Instruções de trabalho:
1. Transcreva do texto sobre os contos de Aleilton Fonseca o trecho que começa em "Fica visível que" e termina em "e outros contos.".
2. Segundo o texto sobre os contos de Aleilton Fonseca, de que volume vieram as histórias “O sorriso da estrela”, “O avô e o rio” e “Jaú dos Bois” que reaparecem em O desterro dos mortos?

Um de seus
volumes de contos, O desterro dos mortos
(2001), apresenta doze histórias
revestidas de calor humano, que oferecem uma leitura prazerosa, pontuada com
uma linguagem simples e plena de camadas líricas no seu conteúdo “Nhô Guimarães”, a primeira delas, embrião do romance homônimo, conta a
história de “um homem de sobejas
importâncias. Um distinto doutor, do sertão e da cidade, duas vezes lugareiro,
muito conhecedor das estradas gerais.”
Fica visível que a narrativa, de apelos aos falares da gente rural no
interior mineiro, retrabalhada em sua entonação cantante, foi motivada pelo propósito de homenagear
o estupendo escritor e ficcionista
Guimarães Rosa. A figura do escritor mineiro vai sendo erguida pouco a pouco
com sua humanidade no texto que flui com
sabores na fala, usando para isso o contista das lembranças e entretantos que afloram do personagem Manu
e sua mulher, além dos amigos do homenageado. As histórias “O sorriso da
estrela”, “O avô e o rio” e “Jaú dos Bois”
reaparecem em O desterro dos
mortos, vindas do pequeno volume Jaú dos bois e outros contos.
Não é preciso
ser íntimo das questões estéticas, crítico com
formação acadêmica, para perceber que os contos de Aleilton Fonseca
possuem como singularidades a marca da simplicidade na escrita para externar a
emoção, qualidades que se aderem ao
texto infiltradas de esperança e ternura. Essa relação inseparável entre o discurso
simples, sem experimentalismos, penetrado de afetividades, é
posta com sabedoria pelo
contista na escrita para que se faça a
leitura da vida tocada com rapidez e visibilidade, impregnada de emoção causada
pela cena.
Na relação inseparável de que se vive e
morre, sempre, aflições e solidões são
ultrapassadas, ternuras nos ritos de passagem informam como as estações amadurecem a infância, existem noutras terras conduzidas pela morte sob o peso do enigma. Histórias urdidas pela chama do amor em
adolescentes irrompem para o voo
de anjos terrenos alçados às nuvens, paixões de adultos resvalam por entre fissuras e rupturas em
suas verdades pungentes, impondo a separação amarga sem volta.
Afirma-se
que literatura é a matéria verbal que expõe
uma experiência de vida. Esse conceito ajusta-se aos contos de Aleilton
Fonseca de maneira eficaz e sóbria. Em O
desterro dos mortos, a matéria verbal disposta para dizer do imaginário configura significados
colhidos através de uma experiência
colhida pelo contista no teatro da vida. Expressa histórias que nos remetem ao real
imaginado, em alguns momentos com
sensações semelhantes a que se tem nos contos tradicionais de reis, tanto é
o encantamento provindo do estado
psicológico dos personagens, o surgimento da paz no final sempre bem
achado, indicativo de uma janela que se abre para a
luminosidade da vida.

Material coletado:
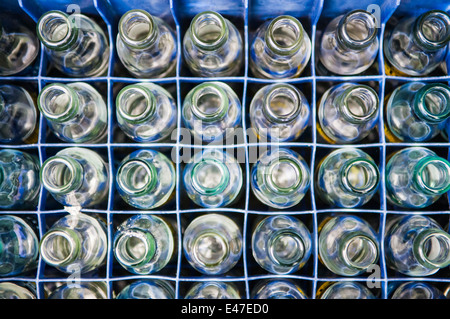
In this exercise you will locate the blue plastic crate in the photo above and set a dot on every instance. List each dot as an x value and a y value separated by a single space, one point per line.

Resultados por tarefa:
1.
Fica visível que a narrativa, de apelos aos falares da gente rural no
interior mineiro, retrabalhada em sua entonação cantante, foi motivada pelo propósito de homenagear
o estupendo escritor e ficcionista
Guimarães Rosa. A figura do escritor mineiro vai sendo erguida pouco a pouco
com sua humanidade no texto que flui com
sabores na fala, usando para isso o contista das lembranças e entretantos que afloram do personagem Manu
e sua mulher, além dos amigos do homenageado. As histórias “O sorriso da
estrela”, “O avô e o rio” e “Jaú dos Bois”
reaparecem em O desterro dos
mortos, vindas do pequeno volume Jaú dos bois e outros contos.

2. Do pequeno volume Jaú dos bois e outros contos.